- Records for processing -
■ ■ ■ ■

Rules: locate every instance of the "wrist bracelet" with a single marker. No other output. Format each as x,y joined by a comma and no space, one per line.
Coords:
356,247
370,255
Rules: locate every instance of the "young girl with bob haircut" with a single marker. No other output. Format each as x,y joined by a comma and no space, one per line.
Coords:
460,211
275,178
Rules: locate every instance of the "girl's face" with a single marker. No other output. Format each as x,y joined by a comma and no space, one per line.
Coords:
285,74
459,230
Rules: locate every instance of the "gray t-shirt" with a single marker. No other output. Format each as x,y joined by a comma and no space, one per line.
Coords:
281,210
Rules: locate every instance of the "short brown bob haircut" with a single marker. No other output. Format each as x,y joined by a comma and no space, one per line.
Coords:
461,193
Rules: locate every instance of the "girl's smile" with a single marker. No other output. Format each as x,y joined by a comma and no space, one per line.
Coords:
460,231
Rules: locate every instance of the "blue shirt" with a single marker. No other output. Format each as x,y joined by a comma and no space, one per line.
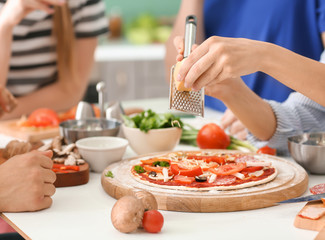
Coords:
294,24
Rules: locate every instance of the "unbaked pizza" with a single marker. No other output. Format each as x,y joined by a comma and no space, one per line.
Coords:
203,170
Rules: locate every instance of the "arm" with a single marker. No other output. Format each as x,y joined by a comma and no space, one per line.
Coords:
23,173
249,108
218,59
64,93
188,7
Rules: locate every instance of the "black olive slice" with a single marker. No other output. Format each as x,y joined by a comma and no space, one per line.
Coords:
200,178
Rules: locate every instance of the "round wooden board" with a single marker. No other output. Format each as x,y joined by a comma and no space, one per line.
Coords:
291,181
72,178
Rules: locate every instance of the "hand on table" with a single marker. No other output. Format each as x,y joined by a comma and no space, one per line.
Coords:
236,127
7,101
26,182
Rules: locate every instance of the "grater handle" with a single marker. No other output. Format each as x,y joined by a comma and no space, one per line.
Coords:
190,34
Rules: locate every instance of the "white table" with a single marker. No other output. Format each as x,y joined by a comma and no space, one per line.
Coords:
83,212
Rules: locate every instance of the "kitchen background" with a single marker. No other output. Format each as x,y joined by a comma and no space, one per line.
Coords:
130,59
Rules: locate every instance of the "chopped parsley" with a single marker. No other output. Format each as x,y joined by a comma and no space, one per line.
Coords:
139,169
109,174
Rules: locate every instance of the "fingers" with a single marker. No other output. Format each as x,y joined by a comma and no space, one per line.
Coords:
45,203
227,119
48,176
195,64
238,129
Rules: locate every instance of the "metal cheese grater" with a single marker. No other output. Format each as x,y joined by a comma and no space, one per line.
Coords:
186,101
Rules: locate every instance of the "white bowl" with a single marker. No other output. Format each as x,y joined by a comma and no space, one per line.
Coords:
155,140
99,152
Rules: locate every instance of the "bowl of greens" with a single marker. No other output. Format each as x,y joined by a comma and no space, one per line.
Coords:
149,132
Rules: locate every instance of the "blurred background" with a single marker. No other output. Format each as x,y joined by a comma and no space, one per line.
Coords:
130,58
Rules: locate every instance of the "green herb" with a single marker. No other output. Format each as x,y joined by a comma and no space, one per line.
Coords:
109,174
139,169
161,163
147,120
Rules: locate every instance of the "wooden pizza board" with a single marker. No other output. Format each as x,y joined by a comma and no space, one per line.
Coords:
10,128
309,224
291,181
72,178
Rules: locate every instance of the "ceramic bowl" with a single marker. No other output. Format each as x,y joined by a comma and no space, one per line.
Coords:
155,140
308,150
99,152
73,130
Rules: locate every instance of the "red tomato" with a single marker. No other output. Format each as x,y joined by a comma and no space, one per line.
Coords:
208,159
211,136
43,117
183,179
228,169
152,221
267,150
196,171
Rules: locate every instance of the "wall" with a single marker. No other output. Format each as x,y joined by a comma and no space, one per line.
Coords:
130,9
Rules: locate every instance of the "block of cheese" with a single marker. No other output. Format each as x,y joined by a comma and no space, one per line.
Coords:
179,84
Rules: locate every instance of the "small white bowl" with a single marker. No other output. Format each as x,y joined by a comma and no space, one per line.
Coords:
155,140
99,152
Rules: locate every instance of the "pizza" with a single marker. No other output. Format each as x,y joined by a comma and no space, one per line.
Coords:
203,170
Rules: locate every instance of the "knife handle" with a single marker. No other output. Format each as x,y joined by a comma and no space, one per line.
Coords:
190,34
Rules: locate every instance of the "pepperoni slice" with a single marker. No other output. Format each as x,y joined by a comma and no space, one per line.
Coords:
224,180
245,158
318,189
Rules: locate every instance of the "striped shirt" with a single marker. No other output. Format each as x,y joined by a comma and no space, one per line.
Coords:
33,59
298,114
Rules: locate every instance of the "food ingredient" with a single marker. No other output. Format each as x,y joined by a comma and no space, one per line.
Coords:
148,120
318,189
190,134
211,136
16,147
42,117
148,200
266,150
152,221
127,214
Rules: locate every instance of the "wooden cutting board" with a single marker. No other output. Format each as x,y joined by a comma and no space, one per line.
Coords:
315,225
10,128
291,181
73,178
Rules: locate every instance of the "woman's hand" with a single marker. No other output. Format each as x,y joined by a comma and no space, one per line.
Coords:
218,59
7,101
15,10
26,182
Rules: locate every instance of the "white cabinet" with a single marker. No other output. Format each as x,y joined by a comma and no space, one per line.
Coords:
131,72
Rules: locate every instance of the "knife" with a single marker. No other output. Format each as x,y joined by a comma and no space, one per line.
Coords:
305,198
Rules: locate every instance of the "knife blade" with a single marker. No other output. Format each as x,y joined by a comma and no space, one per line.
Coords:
305,198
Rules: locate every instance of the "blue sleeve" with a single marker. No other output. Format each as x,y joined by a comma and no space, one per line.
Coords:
296,115
321,15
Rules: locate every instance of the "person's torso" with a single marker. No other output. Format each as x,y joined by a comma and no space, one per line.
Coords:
292,24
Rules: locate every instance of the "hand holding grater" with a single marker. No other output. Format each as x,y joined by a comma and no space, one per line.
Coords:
184,99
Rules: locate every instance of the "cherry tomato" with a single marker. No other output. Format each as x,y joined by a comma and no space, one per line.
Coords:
211,136
42,117
183,179
152,221
228,169
176,170
267,150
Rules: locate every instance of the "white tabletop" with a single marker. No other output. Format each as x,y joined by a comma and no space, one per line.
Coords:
83,212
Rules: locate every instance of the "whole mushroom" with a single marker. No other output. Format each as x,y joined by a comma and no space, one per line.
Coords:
127,214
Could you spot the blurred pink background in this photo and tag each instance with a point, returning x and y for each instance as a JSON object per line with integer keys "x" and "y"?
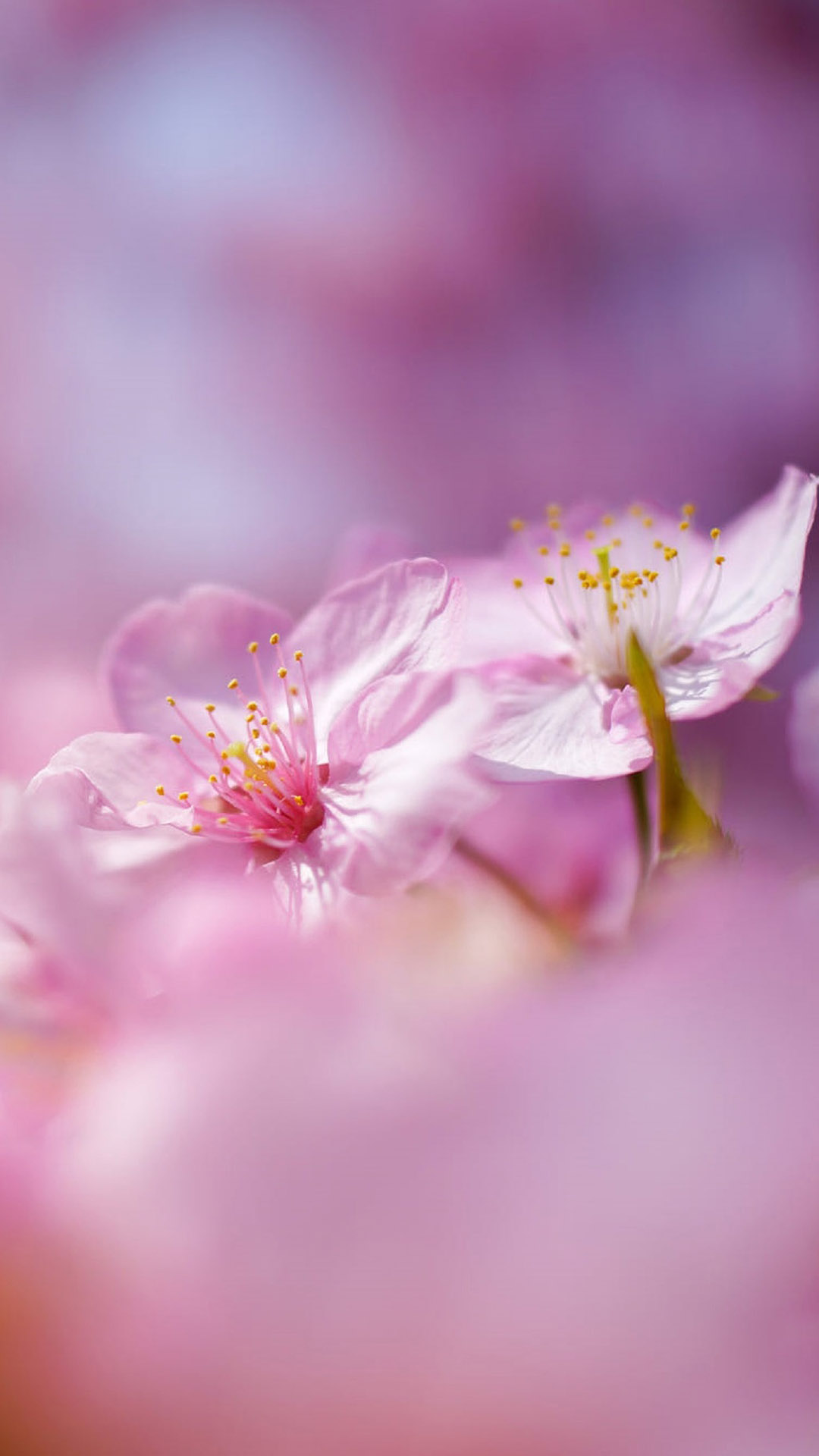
{"x": 273, "y": 271}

■ ■ ■ ■

Output the records above character for character, but leave each image out.

- Final answer -
Rules: locate every instance of the "wrist bracelet" with a single marker. No other output. Format each as x,y joined by a comma and no space, one per line.
Coords:
356,247
370,255
Rules: locate every instance of the "young girl with bob haircut" with a single marker. No other output. Format each as x,y joined by a comma and no space, one per line.
Coords:
460,211
275,178
Rules: locate every instance of the "girl's face" with a single marker. No other output. Format each as x,y joined by a comma and no space, one per line.
Coords:
285,74
459,230
Rules: locate every instance of the "gray t-shirt" with a single marker. No other output. Format each as x,y joined by a comma and no space, one per line.
Coords:
281,210
Rules: locate every instance of the "short brown bob haircut" with a single marker. No other output. Format each as x,y joined by a comma and no space, one per line.
Coords:
461,193
Rules: locate every instance of the "girl's smile" with a single marker. No other output. Format each as x,y joined by a comma and no space, one per line.
Coords:
460,231
Rules: locate every instance of the "blue shirt" with a single marker. No other output. Format each as x,y joined by a comma and no space, one per line.
Coords:
294,24
Rules: locate every instance of the "unbaked pizza" with a single marker. No other output. Format each as x,y joined by a comma and no space, one per line.
Coords:
203,170
Rules: locate every instance of the "arm" with a single marker. No other output. Format each as x,y joined by a comma and no space, one per line.
Coords:
23,173
249,108
218,59
64,93
188,7
Rules: locate every instance of the "black olive slice" with a single marker. No other output. Format each as x,y joined by a comma and no space, one per line.
Coords:
200,178
Rules: locate every instance of the "round wooden board" with a single marker. No other output. Format each as x,y joined by a comma and no space, one per line.
Coords:
291,181
72,178
Rules: locate every instance of the "hand on table" with a single marker. No other output. Format each as x,y joined by a comma and no space, one per line.
Coords:
236,127
7,101
26,182
Rules: locate every instance of the "grater handle" with a single marker. No other output. Format each as x,y joined by a comma and no space, one per line.
Coords:
190,34
Rules: locate every instance of the "white table" with a single marker. No other output. Format each as x,y joined by a comma and no space, one per line.
Coords:
83,212
Rules: locate every instance of the "kitchen background" with a single marker. No other output. Format each as x,y joined by a comma and no space, one per line.
Coords:
130,59
Rules: locate every instance of the "chopped parsley" with a single marker. No other output. Format each as x,y joined by a comma and no space, one per line.
Coords:
139,169
109,174
Rules: locate every instance of the "fingers" with a single marker. No other output. Format each as x,y joined by a comma and no space, one per line.
Coords:
45,203
227,119
48,176
195,64
238,129
Rules: locate every instance of the "metal cheese grater" with a single marker. No other output. Format each as x,y joined by a comma and no space, one per line.
Coords:
186,101
Rules: locate every instance of the "white bowl" with a single marker. No other output. Format each as x,y joined by a comma and no space, one per line.
Coords:
155,140
99,152
Rules: locate every instance of the "bowl of greens" with a single marker. No other output. Format each as x,y joined by a comma and no space, one per line.
Coords:
149,132
Rules: locate every instance of the "blurred background" with a single marker. No other output. Format each as x,y joined by a comma and no space, one per line.
Coords:
130,58
Rules: locate every instance of the "green herb" with a single marker. No other output. Format each as x,y joined by a comma and no space, one per line.
Coords:
109,174
139,169
161,163
147,120
Rules: locate every instance of the "wooden pizza board" with a single marker. No other output. Format each as x,y joined by a comma and no space, one per line.
Coords:
10,128
309,224
291,181
72,178
Rules: locate every instance of the "ceramic bowl" with a single marker. No other output. Format each as x,y joined by a comma and no space, one per line.
Coords:
155,140
308,150
99,152
73,130
Rules: locate every instance of the "red tomato" with a single marker. No other output. Format each as x,y joined by a comma and no space, one per line.
Coords:
208,159
211,136
43,117
183,179
228,169
152,221
267,150
196,171
Rules: locate every instance of the "wall" with a single marker. No other output. Format each as x,y joined by a comma and no space, one per line.
Coords:
130,9
Rules: locate every instance of the "block of cheese" with a single marker. No other output. Format each as x,y joined by a comma and no space, one per line.
Coords:
179,84
Rules: locate every instance of the "small white bowl" with a single marker. No other output. Format each as x,y joined by a comma and no space, one per line.
Coords:
155,140
99,152
Rules: locate every instance of the "pizza" with a single marker. No other output. Format each as x,y joined by a comma and no space, one per line.
Coords:
203,170
Rules: locate every instance of the "knife handle" with a single marker. No other output. Format each as x,y joined by a comma and no space, one per line.
Coords:
190,34
Rules: locate every instance of the "pepperoni slice" with a single marker. No other output. Format each as x,y joined by a comma and no space, one per line.
Coords:
224,180
245,158
318,189
Rules: locate every instance of the "striped shirt" with a single marker. No other output. Format each as x,y joined by a comma and no space, one per line.
Coords:
33,59
298,114
Rules: locate every instance of the "food ingredient" with a single marker. No other output. Format each as x,y joined by a comma and no space, one per line.
Coords:
148,120
318,189
190,134
211,136
16,147
42,117
148,200
266,150
152,221
127,214
Rules: locate every instance of the "wooden cutting board" with a single marker. No other output. Format each as x,y joined by a comma and no space, one per line.
Coords:
315,225
10,128
291,181
73,178
Rules: locate every instance of the "woman's hand" with a single marker. No other output. Format each as x,y joined by a comma and no space, one per line.
Coords:
218,59
7,101
15,10
26,182
Rules: locate every instance of the "white cabinet" with a single marker. No other output. Format each as x,y joined by a comma and no space, one per line.
Coords:
131,72
Rules: locate every instance of the "knife" with a single marker. No other output. Format each as x,y joined by a comma and no space, one per line.
Coords:
305,198
Rules: locate every instance of the "knife blade" with a single marker. No other output. Format each as x,y joined by a comma and no space, one per line.
Coords:
305,198
Rules: locate every instance of the "blue sleeve" with a single marker. No other output. Format each as x,y joined by a comma and no space, one per line.
Coords:
296,115
321,15
Rules: locate every instance of the "person's torso" with a single marker. No other output. Format each as x,y joined by a comma and no space, one per line.
Coords:
292,24
Rules: locate every instance of the "hand holding grater" with a single marker. No other output. Format each as x,y joined by a comma and no space, one per line.
Coords:
184,99
Rules: locate every instance of the "cherry tomato" with a single marker. No other output. Format each as x,y joined by a comma and no space, one per line.
Coords:
211,136
42,117
183,179
152,221
228,169
176,170
267,150
Rules: locate every instance of the "white tabletop" with a single marker. No other output. Format each as x,y joined by a comma and no space, one per line.
Coords:
83,212
Rules: locate every instance of the "whole mushroom" with a single marker. No other output. Format each as x,y joined by a comma and no space, one per line.
Coords:
127,214
Could you spot the blurred pink background in this photo and tag each instance with a point, returning x and y for each instance as a JSON object per line with integer keys "x" and "y"?
{"x": 273, "y": 271}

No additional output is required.